TEXT SECTION:

========

Pat Robertson's agenda for America: a marriage of religion and politics

USA Today (Society for the Advancement of Education), July, 1996 by Edd Doerr

TELEVANGELIST Pat Robertson's failure to come even close to winning the Republican Party's presidential nomination in 1988 taught him an important lesson: If you can't start at the top, as Gen. Dwight Eisenhower did in 1952, then start at the bottom and work your way up.

In 1989, then, building on his already impressive broadcasting and university empire, Robertson created his Christian Coalition. By mid 1995, the organization boasted a nationwide membership of 1,700,000 and 1,700 local chapters. The Coalition describes itself as "a non-profit citizen action organization under IRS code 501 (c)(4)" and solicits "corporate business contributions."

"The Christian Coalition is clearly functioning as if it were a political party," notes John M. Swomley, professor emeritus of Christian ethics, St. Paul School of Theology, and chairman of the American Civil Liberty Union's Church-State Committee. "It not only supports and aids candidates, but its goal is to take control of the Republican Party." The Coalition pioneered "stealth" campaigns in primaries and elections beginning in 1990, influenced a great many local elections, and claimed credit for helping reelect Senators Alphonse D'Amato (R.-N.Y.) and Jesse Helms (R.-N.C.).

The Christian Coalition's showpiece is its "Contract With the American Family: A Bold Plan to Strengthen the Family and Restore Common-Sense Values," released with much fanfare in May, 1995. Borrowing its name from Speaker of the House Newt Gingrich's Contract With America, it contains the following 10 goals, about which Robertson's organization claims, "Each item in the Contract enjoys support from between 60 and 90% of the American people":

1. Restoring Religious Equality. This item, supposedly in reaction to alleged "hostility toward religious values" and "anti-religious bigotry," features a proposed amendment to the Constitution to authorize so-called "student and citizen initiated" religious exercises in public schools and elsewhere. A proposed amendment more or less in line with this item was introduced in November, 1995, by Rep. Ernest Istook (R.-Okla.) and about 100 co-sponsors, while a more far-reaching Religious Equality Amendment was introduced about the same time by Rep. Henry Hyde (R.-Ill.) and apparently designed to allow tax aid to religious schools and other institutions.

2. Returning Education Control to the Local Level. This vague proposal ignores the fact that public education always has been primarily a state and local function. The Contract's explanation of this item derives from the notion that American public schools are seriously ailing, a view analyzed and exploded by David C. Berliner and Bruce J. Biddle in The Manufactured Crisis: Myths, Fraud, and the Attack on America's Public Schools.

3. Promoting School Choice calls on Congress to fund nonpublic, mostly sectarian schools under a voucher plan.

4. Protecting Parental Rights is aimed at blocking the U.S. from ratifying the United Nations Convention on the Rights of the Child.

========

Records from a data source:

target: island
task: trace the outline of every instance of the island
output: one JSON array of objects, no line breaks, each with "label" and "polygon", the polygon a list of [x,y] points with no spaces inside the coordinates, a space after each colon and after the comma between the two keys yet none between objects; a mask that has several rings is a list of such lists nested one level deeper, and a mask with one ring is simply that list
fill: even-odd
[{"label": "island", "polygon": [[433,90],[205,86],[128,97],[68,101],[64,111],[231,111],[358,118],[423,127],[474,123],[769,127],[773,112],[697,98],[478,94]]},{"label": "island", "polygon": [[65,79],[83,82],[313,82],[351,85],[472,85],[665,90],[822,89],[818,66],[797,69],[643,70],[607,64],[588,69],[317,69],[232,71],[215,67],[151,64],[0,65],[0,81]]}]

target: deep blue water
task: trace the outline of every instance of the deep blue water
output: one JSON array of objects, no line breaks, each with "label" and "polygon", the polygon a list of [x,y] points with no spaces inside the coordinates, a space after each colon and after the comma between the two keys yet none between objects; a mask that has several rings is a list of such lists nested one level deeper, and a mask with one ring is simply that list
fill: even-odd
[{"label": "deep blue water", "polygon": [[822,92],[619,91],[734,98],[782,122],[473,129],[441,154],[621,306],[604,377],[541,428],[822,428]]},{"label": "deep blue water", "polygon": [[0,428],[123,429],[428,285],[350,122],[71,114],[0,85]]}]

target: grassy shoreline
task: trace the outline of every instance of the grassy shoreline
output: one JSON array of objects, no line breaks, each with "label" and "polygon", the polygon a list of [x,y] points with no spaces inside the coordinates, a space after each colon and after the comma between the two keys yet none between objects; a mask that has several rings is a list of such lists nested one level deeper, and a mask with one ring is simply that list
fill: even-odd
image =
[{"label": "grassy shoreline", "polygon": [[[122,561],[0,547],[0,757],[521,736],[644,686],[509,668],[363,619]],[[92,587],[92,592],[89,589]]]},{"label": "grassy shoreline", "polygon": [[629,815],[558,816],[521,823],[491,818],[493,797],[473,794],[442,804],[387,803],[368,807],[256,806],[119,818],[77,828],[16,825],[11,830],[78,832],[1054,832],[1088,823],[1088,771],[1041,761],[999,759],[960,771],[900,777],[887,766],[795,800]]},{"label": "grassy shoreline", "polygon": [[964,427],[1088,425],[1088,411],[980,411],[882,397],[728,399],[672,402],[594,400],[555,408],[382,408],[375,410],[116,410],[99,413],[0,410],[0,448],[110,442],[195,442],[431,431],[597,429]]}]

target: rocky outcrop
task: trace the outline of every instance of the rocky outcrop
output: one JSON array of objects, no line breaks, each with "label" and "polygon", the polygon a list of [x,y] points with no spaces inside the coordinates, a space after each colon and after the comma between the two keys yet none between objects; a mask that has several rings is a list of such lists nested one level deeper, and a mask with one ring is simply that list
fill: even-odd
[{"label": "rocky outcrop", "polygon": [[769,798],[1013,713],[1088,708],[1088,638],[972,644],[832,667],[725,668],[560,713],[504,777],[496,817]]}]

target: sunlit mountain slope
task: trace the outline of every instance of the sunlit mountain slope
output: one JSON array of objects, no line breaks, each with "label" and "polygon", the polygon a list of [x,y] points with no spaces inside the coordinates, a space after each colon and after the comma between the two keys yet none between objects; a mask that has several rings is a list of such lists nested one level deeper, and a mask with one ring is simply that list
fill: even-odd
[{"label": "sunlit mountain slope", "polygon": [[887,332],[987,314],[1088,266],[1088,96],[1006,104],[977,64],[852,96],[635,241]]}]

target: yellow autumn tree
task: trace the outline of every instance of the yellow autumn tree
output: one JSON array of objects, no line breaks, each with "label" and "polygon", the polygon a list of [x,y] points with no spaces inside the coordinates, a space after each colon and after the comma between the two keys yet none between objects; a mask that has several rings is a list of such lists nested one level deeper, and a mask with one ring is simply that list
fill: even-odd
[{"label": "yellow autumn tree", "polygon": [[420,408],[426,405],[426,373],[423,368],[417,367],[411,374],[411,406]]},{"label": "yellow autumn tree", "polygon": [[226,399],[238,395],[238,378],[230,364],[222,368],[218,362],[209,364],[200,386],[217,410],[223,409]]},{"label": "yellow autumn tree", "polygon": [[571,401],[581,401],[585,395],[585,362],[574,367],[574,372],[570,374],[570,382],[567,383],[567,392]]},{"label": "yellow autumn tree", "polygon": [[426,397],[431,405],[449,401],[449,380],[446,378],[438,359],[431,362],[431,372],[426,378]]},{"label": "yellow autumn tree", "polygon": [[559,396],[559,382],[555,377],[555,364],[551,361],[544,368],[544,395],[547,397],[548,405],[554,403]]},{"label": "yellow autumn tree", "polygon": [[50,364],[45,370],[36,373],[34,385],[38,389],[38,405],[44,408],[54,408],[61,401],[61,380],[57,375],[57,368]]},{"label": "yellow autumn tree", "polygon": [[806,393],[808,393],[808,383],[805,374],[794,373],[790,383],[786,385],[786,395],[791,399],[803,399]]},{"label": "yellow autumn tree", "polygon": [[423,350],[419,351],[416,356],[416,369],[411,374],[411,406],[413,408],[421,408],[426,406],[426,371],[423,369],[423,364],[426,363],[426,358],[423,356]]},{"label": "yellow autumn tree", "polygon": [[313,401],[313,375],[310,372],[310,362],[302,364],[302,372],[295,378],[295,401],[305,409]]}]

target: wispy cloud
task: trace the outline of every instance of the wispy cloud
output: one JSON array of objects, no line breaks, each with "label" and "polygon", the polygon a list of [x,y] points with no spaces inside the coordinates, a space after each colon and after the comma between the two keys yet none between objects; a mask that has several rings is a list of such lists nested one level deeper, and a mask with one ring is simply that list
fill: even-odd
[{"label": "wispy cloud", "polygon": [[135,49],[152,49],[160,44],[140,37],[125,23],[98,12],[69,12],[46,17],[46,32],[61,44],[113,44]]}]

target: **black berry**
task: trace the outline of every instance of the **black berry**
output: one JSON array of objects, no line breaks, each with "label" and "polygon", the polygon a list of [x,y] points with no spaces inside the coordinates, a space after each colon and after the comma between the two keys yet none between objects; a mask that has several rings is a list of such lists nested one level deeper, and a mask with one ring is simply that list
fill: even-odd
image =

========

WHAT IS NEEDED:
Pick up the article on Pat Robertson's Christian Coalition agenda after its last line and keep writing.

RESULT OF THE EXERCISE:
5. Family-Friendly Tax Relief proposes a $500 tax credit for children, a flat or flattened income tax, elimination of the "marriage penalty" from the Federal tax code, and allowing single-income couples the same individual retirement account privileges as two-income couples.

6. Restoring Respect for Human Life. While the Contract acknowledges that "these items do not represent the pro-family movement's entire agenda," it points the way in this item, calling for restrictions on late-term abortions, ending the Federal requirement that state Medicaid plans cover abortions for poor rape and incest victims, and ending Federal funding for most family planning organizations and services.

7. Encouraging Support of Private Charities. This innocent sounding item proposes legislation to allow individuals to "designate on their income tax returns a portion of their taxes to private charities and religious organizations. For every dollar the taxpayer designates toward a private charity, the Federal welfare funding to that taxpayer's state would be equally reduced." This proposal would shift public funds from programs under public control to institutions not under public control. It also would weaken seriously the constitutional barrier against tax support or sponsorship of sectarian enterprises.

8. Restricting Pornography proposes legislation to censor sexually explicit material from the Internet, require cable companies to block access to "offensive" video and audio material to "non-subscribers," and make possession of child pornography a Federal offense.

9. Privatizing the Arts proposes ending Federal aid to the National Endowment for the Arts, National Endowment for the Humanities, Corporation for Public Broadcasting, and Legal Services Corporation.

10. Crime Victim Restitution proposes work and study programs for prisoners, though it does not suggest how they will be funded, and a requirement that convicted felons provide restitution to their victims after release from prison.